**THE TASK**
Could you revise the data below by replacing every "Place a point on every instance of" with "Mark each occurrence of" and leaving everything else unchanged?

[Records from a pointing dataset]
★ ★ ★

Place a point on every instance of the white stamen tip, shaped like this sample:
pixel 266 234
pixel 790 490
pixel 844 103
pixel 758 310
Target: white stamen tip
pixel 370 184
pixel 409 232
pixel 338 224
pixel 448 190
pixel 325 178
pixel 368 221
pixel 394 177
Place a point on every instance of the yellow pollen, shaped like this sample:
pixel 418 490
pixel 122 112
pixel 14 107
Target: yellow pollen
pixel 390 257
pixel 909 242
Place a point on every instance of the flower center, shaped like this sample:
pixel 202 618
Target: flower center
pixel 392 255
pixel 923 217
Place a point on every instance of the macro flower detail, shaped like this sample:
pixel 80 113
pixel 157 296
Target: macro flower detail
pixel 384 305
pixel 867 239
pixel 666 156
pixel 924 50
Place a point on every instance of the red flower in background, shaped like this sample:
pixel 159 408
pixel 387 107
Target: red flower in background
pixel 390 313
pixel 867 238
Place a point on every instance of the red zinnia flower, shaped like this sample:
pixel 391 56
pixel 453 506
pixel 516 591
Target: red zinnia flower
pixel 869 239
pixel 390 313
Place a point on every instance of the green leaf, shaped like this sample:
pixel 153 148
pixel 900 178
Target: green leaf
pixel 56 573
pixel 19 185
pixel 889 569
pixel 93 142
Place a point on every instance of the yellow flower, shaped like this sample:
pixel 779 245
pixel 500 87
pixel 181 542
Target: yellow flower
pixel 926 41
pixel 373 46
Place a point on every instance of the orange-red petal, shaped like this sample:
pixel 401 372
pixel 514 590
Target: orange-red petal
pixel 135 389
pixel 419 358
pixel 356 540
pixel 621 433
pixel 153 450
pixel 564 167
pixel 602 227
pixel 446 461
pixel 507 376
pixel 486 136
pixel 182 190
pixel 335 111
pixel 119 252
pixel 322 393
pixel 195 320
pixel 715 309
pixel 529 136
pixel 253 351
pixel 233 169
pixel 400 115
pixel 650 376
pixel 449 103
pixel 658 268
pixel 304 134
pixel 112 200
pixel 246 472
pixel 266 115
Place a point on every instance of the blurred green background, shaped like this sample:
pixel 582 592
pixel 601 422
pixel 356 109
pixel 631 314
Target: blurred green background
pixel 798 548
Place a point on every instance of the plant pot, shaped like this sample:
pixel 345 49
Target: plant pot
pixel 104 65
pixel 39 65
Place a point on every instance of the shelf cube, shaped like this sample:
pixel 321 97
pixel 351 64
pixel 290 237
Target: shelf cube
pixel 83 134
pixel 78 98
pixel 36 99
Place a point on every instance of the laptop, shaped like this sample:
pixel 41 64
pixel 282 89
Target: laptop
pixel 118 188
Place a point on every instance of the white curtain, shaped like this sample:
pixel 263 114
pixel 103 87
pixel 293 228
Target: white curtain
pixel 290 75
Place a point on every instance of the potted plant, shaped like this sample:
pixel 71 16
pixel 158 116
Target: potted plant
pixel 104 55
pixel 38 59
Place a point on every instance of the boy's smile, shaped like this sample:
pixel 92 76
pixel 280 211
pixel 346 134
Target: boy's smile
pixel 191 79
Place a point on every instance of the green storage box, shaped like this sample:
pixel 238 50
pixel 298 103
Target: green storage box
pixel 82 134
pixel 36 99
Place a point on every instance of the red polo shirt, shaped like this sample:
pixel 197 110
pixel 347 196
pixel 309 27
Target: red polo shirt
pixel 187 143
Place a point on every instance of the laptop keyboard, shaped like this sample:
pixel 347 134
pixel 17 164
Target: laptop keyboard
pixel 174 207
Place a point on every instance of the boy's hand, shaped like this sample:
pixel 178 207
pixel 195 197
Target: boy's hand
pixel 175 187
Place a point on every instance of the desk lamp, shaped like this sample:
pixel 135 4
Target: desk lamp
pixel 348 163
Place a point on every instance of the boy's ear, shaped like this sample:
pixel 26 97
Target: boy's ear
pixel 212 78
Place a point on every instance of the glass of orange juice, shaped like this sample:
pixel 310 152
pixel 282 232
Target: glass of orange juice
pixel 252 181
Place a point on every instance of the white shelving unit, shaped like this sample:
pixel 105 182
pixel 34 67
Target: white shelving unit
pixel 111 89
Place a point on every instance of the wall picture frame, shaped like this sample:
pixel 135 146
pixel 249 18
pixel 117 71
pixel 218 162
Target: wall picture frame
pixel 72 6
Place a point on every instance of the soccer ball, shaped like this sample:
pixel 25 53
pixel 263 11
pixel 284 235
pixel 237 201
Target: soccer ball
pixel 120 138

★ ★ ★

**TASK SOLUTION**
Mark each occurrence of the white stamen tip, shaped like this sample:
pixel 266 234
pixel 790 490
pixel 844 103
pixel 758 310
Target: white stamen tip
pixel 370 184
pixel 409 232
pixel 338 224
pixel 448 190
pixel 325 178
pixel 368 221
pixel 394 177
Mark each occurrence of the yellow pollen, shaped like this sample:
pixel 418 490
pixel 122 112
pixel 14 107
Target: yellow pollen
pixel 390 257
pixel 909 242
Mark each occurrence of the flower center, shaped like this sample:
pixel 202 618
Target: flower center
pixel 392 255
pixel 923 217
Mark each occurrence of the macro flower detail, shaped like this sample:
pixel 80 113
pixel 157 296
Target: macro flower detail
pixel 384 305
pixel 867 239
pixel 666 156
pixel 924 50
Mark each occurrence of the red flower in background, shaped like this sample:
pixel 159 408
pixel 387 107
Target: red flower in background
pixel 390 313
pixel 867 238
Mark each occurrence of the red zinnia flower, shaped like this sample:
pixel 391 56
pixel 453 506
pixel 516 591
Target: red zinnia flower
pixel 869 239
pixel 390 313
Mark each occurrence of the green leaf, shaped like this sample:
pixel 153 148
pixel 900 178
Target: green leaf
pixel 56 573
pixel 19 185
pixel 889 569
pixel 93 142
Mark each occurrence of the yellow flower, shaped like this sample:
pixel 779 245
pixel 500 87
pixel 181 542
Target: yellow flower
pixel 926 41
pixel 373 46
Mark each occurrence of the orange-red petal, shaped like this sample:
pixel 401 372
pixel 514 590
Target: orange-red petal
pixel 135 389
pixel 419 358
pixel 356 540
pixel 621 433
pixel 153 450
pixel 564 167
pixel 602 227
pixel 446 461
pixel 507 376
pixel 486 136
pixel 182 190
pixel 335 111
pixel 119 252
pixel 322 393
pixel 195 320
pixel 715 309
pixel 529 136
pixel 253 351
pixel 233 169
pixel 400 115
pixel 650 376
pixel 449 103
pixel 658 268
pixel 304 134
pixel 112 200
pixel 246 472
pixel 266 115
Mark each occurrence of the blurred green background, shaped like this sample:
pixel 582 592
pixel 601 422
pixel 356 109
pixel 631 314
Target: blurred green background
pixel 798 548
Mark each occurrence of the plant pot, shaped like this sample:
pixel 345 49
Target: plant pot
pixel 104 65
pixel 39 65
Mark each occurrence of the shelf cube, shaped like this sample:
pixel 321 97
pixel 351 64
pixel 290 237
Target: shelf cube
pixel 83 134
pixel 78 98
pixel 36 99
Mark each occurrence of the laptop, shaped like this sample:
pixel 41 64
pixel 282 89
Target: laptop
pixel 118 188
Mark each occurrence of the white curtain, shaped like this sample:
pixel 263 114
pixel 103 87
pixel 293 228
Target: white curtain
pixel 290 75
Mark each occurrence of the potted plant, shaped like this sample:
pixel 71 16
pixel 158 116
Target: potted plant
pixel 104 55
pixel 38 59
Mark each occurrence of the boy's smile, shaped like this sample:
pixel 92 76
pixel 280 211
pixel 346 134
Target: boy's smile
pixel 191 79
Mark each occurrence of the green storage box, shaped like this sample:
pixel 238 50
pixel 298 103
Target: green storage box
pixel 82 134
pixel 36 99
Mark each occurrence of the red polo shirt, shaped like this sample:
pixel 197 110
pixel 347 196
pixel 309 27
Target: red polo shirt
pixel 187 143
Mark each occurrence of the laptop keyboard, shaped like this sample:
pixel 347 134
pixel 17 164
Target: laptop keyboard
pixel 174 207
Mark each occurrence of the boy's hand, shaped like this sample:
pixel 178 207
pixel 195 197
Target: boy's hand
pixel 175 187
Mark each occurrence of the desk lamp, shaped like this sample:
pixel 135 4
Target: desk lamp
pixel 348 163
Mark each occurrence of the boy's ear, shaped like this sample:
pixel 26 97
Target: boy's ear
pixel 212 78
Mark each occurrence of the glass of orange juice, shaped like this sample:
pixel 310 152
pixel 282 232
Target: glass of orange juice
pixel 252 181
Mark each occurrence of the white shelving unit, shaped like this sample:
pixel 105 182
pixel 34 67
Target: white shelving unit
pixel 111 89
Mark each occurrence of the wall picture frame, shaped like this sample:
pixel 135 146
pixel 249 18
pixel 117 71
pixel 218 162
Target: wall picture frame
pixel 72 6
Mark each occurrence of the soccer ball, shaped like this sample:
pixel 25 53
pixel 263 11
pixel 284 235
pixel 237 201
Target: soccer ball
pixel 120 138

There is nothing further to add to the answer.